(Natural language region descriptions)
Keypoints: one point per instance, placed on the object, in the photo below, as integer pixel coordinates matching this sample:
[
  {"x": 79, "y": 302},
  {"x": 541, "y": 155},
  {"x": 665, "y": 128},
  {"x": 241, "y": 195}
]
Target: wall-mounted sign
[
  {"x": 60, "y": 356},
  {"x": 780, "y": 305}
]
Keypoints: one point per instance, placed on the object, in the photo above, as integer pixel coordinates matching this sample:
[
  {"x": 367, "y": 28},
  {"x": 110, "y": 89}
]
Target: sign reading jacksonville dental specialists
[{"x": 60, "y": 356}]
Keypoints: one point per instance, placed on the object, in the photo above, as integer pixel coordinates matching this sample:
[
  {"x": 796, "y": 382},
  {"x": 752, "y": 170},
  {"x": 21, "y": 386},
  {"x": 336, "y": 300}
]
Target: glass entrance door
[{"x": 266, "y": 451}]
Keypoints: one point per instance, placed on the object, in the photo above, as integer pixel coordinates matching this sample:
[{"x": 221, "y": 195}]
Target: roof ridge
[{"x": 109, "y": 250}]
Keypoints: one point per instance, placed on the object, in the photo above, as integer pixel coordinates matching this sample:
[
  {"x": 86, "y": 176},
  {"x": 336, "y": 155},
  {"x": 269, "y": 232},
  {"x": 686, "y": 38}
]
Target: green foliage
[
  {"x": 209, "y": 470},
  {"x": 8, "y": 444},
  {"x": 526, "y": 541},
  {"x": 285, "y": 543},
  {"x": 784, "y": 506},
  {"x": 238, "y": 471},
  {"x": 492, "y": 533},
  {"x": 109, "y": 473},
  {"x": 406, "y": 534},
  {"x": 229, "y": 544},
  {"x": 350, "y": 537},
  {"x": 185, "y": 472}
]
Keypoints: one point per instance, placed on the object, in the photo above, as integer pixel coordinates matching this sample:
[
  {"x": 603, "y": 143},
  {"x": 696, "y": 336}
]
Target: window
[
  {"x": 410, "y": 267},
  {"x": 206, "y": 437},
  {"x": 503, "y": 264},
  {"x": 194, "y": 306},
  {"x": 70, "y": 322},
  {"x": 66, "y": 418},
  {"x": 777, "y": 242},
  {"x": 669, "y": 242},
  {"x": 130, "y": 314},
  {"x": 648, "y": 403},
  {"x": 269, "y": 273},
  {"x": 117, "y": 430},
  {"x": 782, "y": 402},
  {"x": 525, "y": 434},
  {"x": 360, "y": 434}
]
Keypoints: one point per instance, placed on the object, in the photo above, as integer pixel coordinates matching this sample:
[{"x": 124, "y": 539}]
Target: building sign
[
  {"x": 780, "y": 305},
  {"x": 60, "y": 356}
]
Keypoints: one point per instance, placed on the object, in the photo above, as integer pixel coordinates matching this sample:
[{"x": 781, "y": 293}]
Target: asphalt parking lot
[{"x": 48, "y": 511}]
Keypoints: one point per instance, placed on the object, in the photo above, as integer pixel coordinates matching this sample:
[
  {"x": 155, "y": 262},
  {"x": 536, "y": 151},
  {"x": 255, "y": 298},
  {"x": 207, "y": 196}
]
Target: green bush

• **Task objective**
Every record shown above should be set down again exactly.

• **Your solution**
Keypoints: one point per instance, placed on the object, in the photo below, as integer pixel coordinates matching this sample:
[
  {"x": 79, "y": 302},
  {"x": 541, "y": 155},
  {"x": 665, "y": 128},
  {"x": 241, "y": 195}
]
Target: wall-mounted sign
[
  {"x": 60, "y": 356},
  {"x": 780, "y": 305}
]
Keypoints: one point per instance, placed on the object, in the photo above, as integer pixel coordinates matching this sample:
[
  {"x": 367, "y": 28},
  {"x": 110, "y": 89}
]
Target: sign reading jacksonville dental specialists
[{"x": 60, "y": 356}]
Keypoints: one point per instance, placed on the object, in the photo above, as integer pixel coordinates matching this sample:
[
  {"x": 796, "y": 382},
  {"x": 752, "y": 170},
  {"x": 21, "y": 386},
  {"x": 336, "y": 300}
]
Target: glass entrance door
[{"x": 266, "y": 451}]
Keypoints: one point per instance, placed on the object, in the photo above, as integer pixel coordinates matching this sample:
[{"x": 221, "y": 195}]
Target: roof ridge
[{"x": 109, "y": 250}]
Keypoints: one point per instance, placed on the object, in the photo above, as integer pixel coordinates matching this sample:
[
  {"x": 86, "y": 176},
  {"x": 336, "y": 155},
  {"x": 269, "y": 232},
  {"x": 686, "y": 38}
]
Target: green foliage
[
  {"x": 209, "y": 470},
  {"x": 8, "y": 444},
  {"x": 526, "y": 541},
  {"x": 285, "y": 543},
  {"x": 784, "y": 506},
  {"x": 238, "y": 471},
  {"x": 492, "y": 533},
  {"x": 109, "y": 473},
  {"x": 406, "y": 534},
  {"x": 229, "y": 544},
  {"x": 350, "y": 537},
  {"x": 185, "y": 472}
]
Keypoints: one point per instance, placed on the object, in the photo above, as integer pixel coordinates matching this sample:
[
  {"x": 603, "y": 143},
  {"x": 696, "y": 336}
]
Target: window
[
  {"x": 410, "y": 267},
  {"x": 206, "y": 437},
  {"x": 503, "y": 264},
  {"x": 194, "y": 306},
  {"x": 70, "y": 322},
  {"x": 66, "y": 418},
  {"x": 777, "y": 242},
  {"x": 669, "y": 242},
  {"x": 130, "y": 314},
  {"x": 648, "y": 403},
  {"x": 269, "y": 273},
  {"x": 117, "y": 430},
  {"x": 782, "y": 402},
  {"x": 525, "y": 434},
  {"x": 360, "y": 434}
]
Keypoints: one point per instance, placed on the object, in the photo above, as integer pixel coordinates matching this sample:
[{"x": 124, "y": 539}]
Target: building sign
[
  {"x": 780, "y": 305},
  {"x": 60, "y": 356}
]
Keypoints: one point per instance, placed on the object, in the photo above, as integer pixel coordinates matching this sample:
[{"x": 781, "y": 293}]
Target: asphalt parking lot
[{"x": 48, "y": 511}]
Keypoints: one point per instance, placed on the object, in the photo above, as integer pixel coordinates matching this sample:
[
  {"x": 155, "y": 262},
  {"x": 536, "y": 151},
  {"x": 255, "y": 298},
  {"x": 207, "y": 196}
]
Target: green bush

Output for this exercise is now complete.